» EXCERPT TO READ:
————————

Return the current time, uses system time zone.

snapintime.create_local_snapshots.iterate_configs(date_time: str, config: dict) → list

Iterate over all the subvolumes in the config file, then call create_snapshot.

Parameters
  • date_time – The date time that will end up as the btrfs snapshot name

  • config – The config file, parsed by import_config.

Returns

A list containing return values from create_snapshot

snapintime.create_local_snapshots.main()

Culling

Thin out the snapshots on disk.

snapintime.culling.btrfs_del(directory: str, subvols: list) → list

Delete subvolumes in a given directory.

Parameters
  • directory – The directory holding the subvolumes.

  • subvols – A list of subvolumes to delete

Returns

A list with the commands run and the results or, if there weren’t any subvolumes to delete, returns a message with that information.

snapintime.culling.cull_last_quarter(config: dict) → list

Cull the btrfs snapshots from quarter.

Should leave 1 snapshot per week for 13 weeks.

Parameters

config – The configuration file.

Returns

A list containing the results of running the commands.

snapintime.culling.cull_last_year(config: dict) → list

Cull the btrfs snapshots from quarter.

Should leave 1 snapshot per week for 13 weeks.

Parameters

config – The configuration file.

Returns

A list containing the results of running the commands.

snapintime.culling.cull_seven_days_ago(config: dict) → list

Cull the btrfs snapshots from 7 days ago.

Parameters

config – The configuration file.

Returns

A list containing the results of running the commands.

snapintime.culling.cull_three_days_ago(config: dict) → list

Cull the btrfs snapshots from 3 days ago.

Parameters

config – The configuration file.

Returns

A list containing the results of running the commands.

snapintime.culling.daily_cull(dir_to_cull: list) → list

Take a list of snapshots from a directory (already reduced to one day) and cull.

This culling will produce the closest it can to 4 snapshots for that day.

————————

» EXTRACTED ENTRIES:
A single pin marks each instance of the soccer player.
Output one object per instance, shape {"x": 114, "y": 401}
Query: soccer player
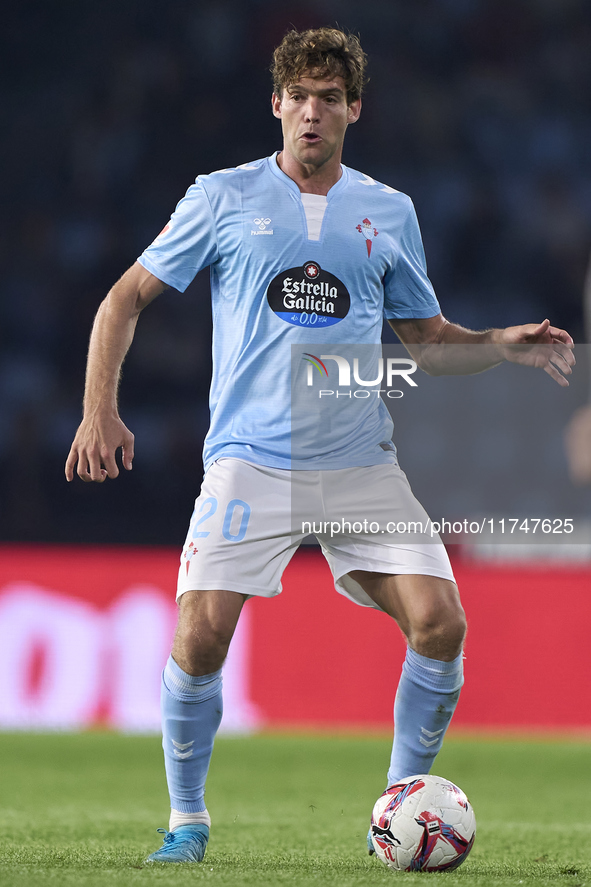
{"x": 303, "y": 252}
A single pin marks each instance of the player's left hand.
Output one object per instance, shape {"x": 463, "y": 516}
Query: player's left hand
{"x": 540, "y": 345}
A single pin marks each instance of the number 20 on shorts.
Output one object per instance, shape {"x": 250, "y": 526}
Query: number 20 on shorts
{"x": 207, "y": 510}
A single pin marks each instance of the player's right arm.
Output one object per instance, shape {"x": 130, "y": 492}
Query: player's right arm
{"x": 101, "y": 431}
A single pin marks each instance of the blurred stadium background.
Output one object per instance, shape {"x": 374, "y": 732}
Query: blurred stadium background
{"x": 480, "y": 110}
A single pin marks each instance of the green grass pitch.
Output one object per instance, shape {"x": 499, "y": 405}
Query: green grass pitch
{"x": 287, "y": 810}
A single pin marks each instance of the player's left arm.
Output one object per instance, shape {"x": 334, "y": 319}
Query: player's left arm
{"x": 532, "y": 344}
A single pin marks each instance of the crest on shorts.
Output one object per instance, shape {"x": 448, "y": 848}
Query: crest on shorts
{"x": 369, "y": 232}
{"x": 191, "y": 550}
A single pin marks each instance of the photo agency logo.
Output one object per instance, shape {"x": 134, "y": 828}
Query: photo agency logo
{"x": 390, "y": 370}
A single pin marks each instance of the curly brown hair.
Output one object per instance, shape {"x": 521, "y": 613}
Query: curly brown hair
{"x": 325, "y": 52}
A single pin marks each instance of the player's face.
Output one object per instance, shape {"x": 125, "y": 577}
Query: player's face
{"x": 314, "y": 116}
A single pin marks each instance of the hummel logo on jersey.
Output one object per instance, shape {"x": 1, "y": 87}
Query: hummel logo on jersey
{"x": 262, "y": 223}
{"x": 369, "y": 232}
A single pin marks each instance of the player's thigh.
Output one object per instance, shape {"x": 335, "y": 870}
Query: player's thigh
{"x": 428, "y": 609}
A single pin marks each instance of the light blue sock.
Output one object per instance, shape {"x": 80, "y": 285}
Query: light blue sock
{"x": 191, "y": 714}
{"x": 426, "y": 699}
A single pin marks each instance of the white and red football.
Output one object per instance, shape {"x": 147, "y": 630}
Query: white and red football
{"x": 423, "y": 823}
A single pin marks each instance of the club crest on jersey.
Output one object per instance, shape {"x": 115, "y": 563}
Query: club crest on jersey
{"x": 263, "y": 222}
{"x": 308, "y": 296}
{"x": 369, "y": 232}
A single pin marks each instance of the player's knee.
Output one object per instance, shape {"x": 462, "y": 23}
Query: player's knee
{"x": 439, "y": 631}
{"x": 201, "y": 648}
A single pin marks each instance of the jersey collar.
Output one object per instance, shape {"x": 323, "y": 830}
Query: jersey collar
{"x": 278, "y": 172}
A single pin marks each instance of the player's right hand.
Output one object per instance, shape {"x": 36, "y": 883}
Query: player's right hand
{"x": 94, "y": 449}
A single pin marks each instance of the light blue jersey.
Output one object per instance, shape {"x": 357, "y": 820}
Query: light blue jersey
{"x": 276, "y": 292}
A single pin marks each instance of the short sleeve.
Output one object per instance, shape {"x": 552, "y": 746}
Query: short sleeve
{"x": 187, "y": 244}
{"x": 408, "y": 292}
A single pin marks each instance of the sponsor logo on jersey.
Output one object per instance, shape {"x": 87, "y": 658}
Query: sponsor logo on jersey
{"x": 369, "y": 232}
{"x": 263, "y": 224}
{"x": 308, "y": 296}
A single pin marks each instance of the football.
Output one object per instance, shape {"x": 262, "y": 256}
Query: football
{"x": 423, "y": 823}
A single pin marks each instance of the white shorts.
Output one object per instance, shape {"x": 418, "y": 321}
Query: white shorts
{"x": 249, "y": 520}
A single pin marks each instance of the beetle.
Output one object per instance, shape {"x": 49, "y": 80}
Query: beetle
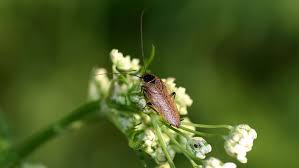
{"x": 160, "y": 99}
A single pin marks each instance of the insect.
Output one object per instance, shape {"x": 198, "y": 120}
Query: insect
{"x": 157, "y": 95}
{"x": 160, "y": 99}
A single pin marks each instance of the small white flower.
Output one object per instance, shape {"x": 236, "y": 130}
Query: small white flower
{"x": 240, "y": 141}
{"x": 187, "y": 120}
{"x": 160, "y": 156}
{"x": 216, "y": 163}
{"x": 150, "y": 141}
{"x": 182, "y": 99}
{"x": 99, "y": 84}
{"x": 199, "y": 147}
{"x": 164, "y": 165}
{"x": 123, "y": 63}
{"x": 102, "y": 80}
{"x": 30, "y": 165}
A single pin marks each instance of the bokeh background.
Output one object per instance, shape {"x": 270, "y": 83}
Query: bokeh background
{"x": 238, "y": 60}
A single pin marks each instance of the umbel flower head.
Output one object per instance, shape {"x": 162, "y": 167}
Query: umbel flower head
{"x": 147, "y": 132}
{"x": 240, "y": 141}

————————

» GOALS:
a – Rewrite the passage of the snapintime documentation starting with "Thin out the" and going on through "with that information.", putting "volumes" in place of "subvolumes".
b – Name every function of the snapintime.culling module that the snapintime documentation describes.
The lines come after the snapintime documentation and are separate material from it.

» COMPLETE ANSWERS:
a –
Thin out the snapshots on disk.

snapintime.culling.btrfs_del(directory: str, subvols: list) → list

Delete volumes in a given directory.

Parameters
  • directory – The directory holding the volumes.

  • subvols – A list of volumes to delete

Returns

A list with the commands run and the results or, if there weren’t any volumes to delete, returns a message with that information.

b –
snapintime.culling.btrfs_del
snapintime.culling.cull_last_quarter
snapintime.culling.cull_last_year
snapintime.culling.cull_seven_days_ago
snapintime.culling.cull_three_days_ago
snapintime.culling.daily_cull